→ **Excerpted records**
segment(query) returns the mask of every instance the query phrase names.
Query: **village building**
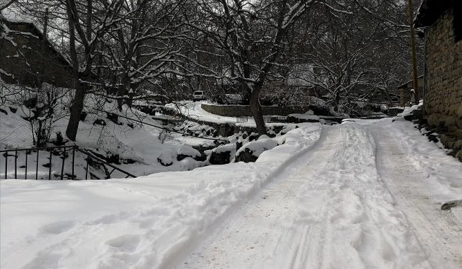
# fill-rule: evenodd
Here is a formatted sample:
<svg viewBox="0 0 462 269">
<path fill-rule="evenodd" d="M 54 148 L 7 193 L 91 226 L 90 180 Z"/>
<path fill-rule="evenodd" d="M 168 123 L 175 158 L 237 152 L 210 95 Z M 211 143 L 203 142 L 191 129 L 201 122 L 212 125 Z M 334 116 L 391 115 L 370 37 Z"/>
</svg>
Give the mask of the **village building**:
<svg viewBox="0 0 462 269">
<path fill-rule="evenodd" d="M 423 117 L 462 160 L 462 1 L 424 0 L 414 23 L 425 33 Z"/>
<path fill-rule="evenodd" d="M 72 67 L 32 22 L 0 15 L 0 77 L 7 83 L 71 88 Z"/>
</svg>

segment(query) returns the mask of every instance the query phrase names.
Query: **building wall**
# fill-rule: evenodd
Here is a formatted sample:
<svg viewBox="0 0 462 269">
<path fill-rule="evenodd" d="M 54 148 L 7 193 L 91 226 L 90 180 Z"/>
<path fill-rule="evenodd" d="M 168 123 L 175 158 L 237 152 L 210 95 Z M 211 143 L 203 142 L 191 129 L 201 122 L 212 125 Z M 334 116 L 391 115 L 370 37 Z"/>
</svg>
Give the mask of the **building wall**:
<svg viewBox="0 0 462 269">
<path fill-rule="evenodd" d="M 44 41 L 28 24 L 8 26 L 9 39 L 0 39 L 0 68 L 12 76 L 1 75 L 9 83 L 39 86 L 48 82 L 71 88 L 72 68 L 51 45 Z"/>
<path fill-rule="evenodd" d="M 425 32 L 425 118 L 447 129 L 442 141 L 462 160 L 462 41 L 454 41 L 453 12 L 446 10 Z"/>
</svg>

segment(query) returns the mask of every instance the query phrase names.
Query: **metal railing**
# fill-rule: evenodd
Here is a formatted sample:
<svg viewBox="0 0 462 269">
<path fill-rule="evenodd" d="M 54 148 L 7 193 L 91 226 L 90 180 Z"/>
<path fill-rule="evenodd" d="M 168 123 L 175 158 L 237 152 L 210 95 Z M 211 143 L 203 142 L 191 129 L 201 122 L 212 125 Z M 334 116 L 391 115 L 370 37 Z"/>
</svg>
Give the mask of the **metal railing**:
<svg viewBox="0 0 462 269">
<path fill-rule="evenodd" d="M 24 179 L 33 179 L 33 178 L 28 178 L 28 162 L 29 160 L 29 155 L 32 155 L 33 152 L 35 152 L 35 179 L 38 180 L 39 179 L 39 157 L 40 156 L 40 151 L 42 151 L 42 154 L 44 153 L 43 151 L 48 151 L 46 154 L 48 155 L 48 158 L 50 160 L 50 163 L 48 164 L 47 168 L 48 168 L 48 180 L 51 180 L 51 176 L 53 174 L 52 173 L 52 166 L 53 166 L 53 156 L 55 154 L 59 154 L 59 157 L 57 158 L 61 158 L 62 159 L 62 162 L 61 163 L 61 174 L 58 176 L 55 176 L 59 177 L 61 180 L 64 179 L 64 178 L 67 179 L 73 179 L 73 180 L 78 180 L 79 178 L 77 178 L 77 175 L 75 173 L 75 151 L 80 152 L 84 155 L 86 156 L 86 158 L 85 158 L 85 160 L 86 161 L 86 165 L 85 168 L 85 179 L 88 179 L 88 174 L 89 174 L 89 163 L 99 163 L 100 165 L 102 165 L 103 167 L 104 168 L 105 170 L 105 174 L 106 174 L 106 179 L 109 178 L 111 175 L 114 171 L 118 171 L 122 172 L 122 174 L 127 175 L 125 178 L 128 177 L 132 177 L 132 178 L 136 178 L 136 176 L 129 173 L 126 171 L 124 171 L 115 165 L 109 163 L 106 160 L 94 156 L 93 154 L 89 153 L 87 150 L 83 149 L 80 149 L 77 146 L 61 146 L 61 147 L 35 147 L 35 148 L 28 148 L 28 149 L 3 149 L 3 150 L 0 150 L 0 155 L 3 155 L 3 156 L 5 157 L 5 171 L 3 174 L 4 175 L 4 178 L 2 178 L 2 174 L 0 173 L 0 179 L 7 179 L 8 178 L 8 158 L 15 158 L 15 176 L 14 178 L 18 178 L 18 168 L 19 169 L 24 169 Z M 71 160 L 71 174 L 64 174 L 64 166 L 65 166 L 65 163 L 66 163 L 66 159 L 68 156 L 68 151 L 71 151 L 72 154 L 72 160 Z M 22 151 L 25 151 L 25 165 L 23 166 L 21 166 L 18 167 L 18 158 L 19 156 L 18 155 L 18 153 L 21 153 Z M 14 155 L 12 154 L 14 153 Z M 32 161 L 34 161 L 33 160 Z M 111 167 L 113 169 L 111 171 L 109 171 L 106 168 L 105 166 L 109 166 Z M 12 171 L 12 169 L 11 169 Z M 82 179 L 82 178 L 80 178 Z"/>
</svg>

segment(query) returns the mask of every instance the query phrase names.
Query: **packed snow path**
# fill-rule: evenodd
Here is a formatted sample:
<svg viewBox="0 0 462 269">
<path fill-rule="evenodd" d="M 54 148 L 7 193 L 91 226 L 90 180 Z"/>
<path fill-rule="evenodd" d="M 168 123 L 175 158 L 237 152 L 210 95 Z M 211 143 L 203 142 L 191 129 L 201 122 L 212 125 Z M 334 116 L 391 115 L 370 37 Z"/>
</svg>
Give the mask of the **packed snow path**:
<svg viewBox="0 0 462 269">
<path fill-rule="evenodd" d="M 462 268 L 460 220 L 439 210 L 404 133 L 389 129 L 324 128 L 176 268 Z"/>
<path fill-rule="evenodd" d="M 0 268 L 462 268 L 462 165 L 410 122 L 306 124 L 255 163 L 0 181 Z"/>
</svg>

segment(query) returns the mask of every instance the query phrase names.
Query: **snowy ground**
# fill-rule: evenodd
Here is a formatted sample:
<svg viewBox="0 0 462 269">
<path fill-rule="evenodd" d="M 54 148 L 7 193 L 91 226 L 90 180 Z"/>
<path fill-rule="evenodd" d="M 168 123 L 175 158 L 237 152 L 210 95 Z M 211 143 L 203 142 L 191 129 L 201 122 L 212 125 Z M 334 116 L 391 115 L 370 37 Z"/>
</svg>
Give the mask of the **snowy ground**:
<svg viewBox="0 0 462 269">
<path fill-rule="evenodd" d="M 306 124 L 257 163 L 0 182 L 2 268 L 461 268 L 462 165 L 391 119 Z"/>
</svg>

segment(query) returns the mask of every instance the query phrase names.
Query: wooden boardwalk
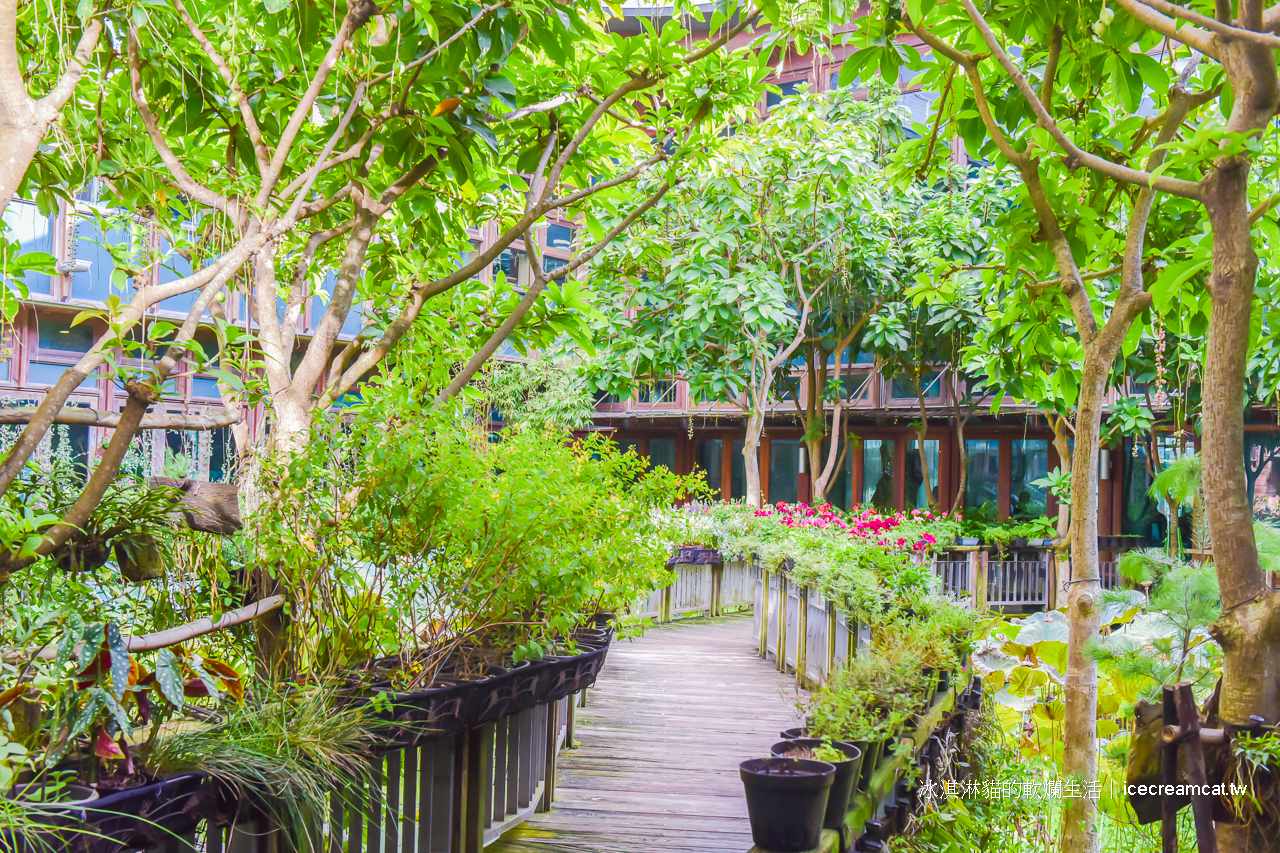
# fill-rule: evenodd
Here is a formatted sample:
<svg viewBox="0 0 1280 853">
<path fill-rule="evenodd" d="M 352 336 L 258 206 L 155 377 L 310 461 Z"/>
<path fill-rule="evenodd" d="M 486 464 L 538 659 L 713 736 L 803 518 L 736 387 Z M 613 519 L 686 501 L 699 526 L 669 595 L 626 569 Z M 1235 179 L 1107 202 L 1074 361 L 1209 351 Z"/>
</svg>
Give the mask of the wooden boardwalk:
<svg viewBox="0 0 1280 853">
<path fill-rule="evenodd" d="M 756 654 L 749 616 L 650 628 L 609 648 L 559 758 L 554 807 L 492 853 L 746 853 L 737 765 L 796 721 L 796 688 Z"/>
</svg>

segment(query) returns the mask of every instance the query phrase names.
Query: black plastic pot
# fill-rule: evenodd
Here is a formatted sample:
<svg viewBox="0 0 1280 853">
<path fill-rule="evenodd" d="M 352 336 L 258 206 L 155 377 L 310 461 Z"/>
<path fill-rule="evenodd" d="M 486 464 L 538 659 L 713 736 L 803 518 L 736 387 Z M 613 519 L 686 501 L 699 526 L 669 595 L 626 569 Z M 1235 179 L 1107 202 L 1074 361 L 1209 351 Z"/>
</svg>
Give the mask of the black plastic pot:
<svg viewBox="0 0 1280 853">
<path fill-rule="evenodd" d="M 872 786 L 872 774 L 874 774 L 876 767 L 879 766 L 881 747 L 884 745 L 884 742 L 855 740 L 854 745 L 863 751 L 863 767 L 858 774 L 858 785 L 855 788 L 856 793 L 861 793 Z"/>
<path fill-rule="evenodd" d="M 751 758 L 739 765 L 751 840 L 773 853 L 818 847 L 836 767 L 804 758 Z"/>
<path fill-rule="evenodd" d="M 823 740 L 822 738 L 795 738 L 781 740 L 771 748 L 780 758 L 799 757 L 792 752 L 817 749 L 824 743 L 845 753 L 844 761 L 829 762 L 836 767 L 836 780 L 831 784 L 831 794 L 827 797 L 827 811 L 822 818 L 823 829 L 840 830 L 845 825 L 845 812 L 849 811 L 849 800 L 854 795 L 859 774 L 863 768 L 863 751 L 851 743 L 840 740 Z"/>
</svg>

→ **Aim**
Pick out every line of the records that contains the word "metal", and copy each one.

→ **The reply**
Query: **metal railing**
Give the mask of the **metal railing**:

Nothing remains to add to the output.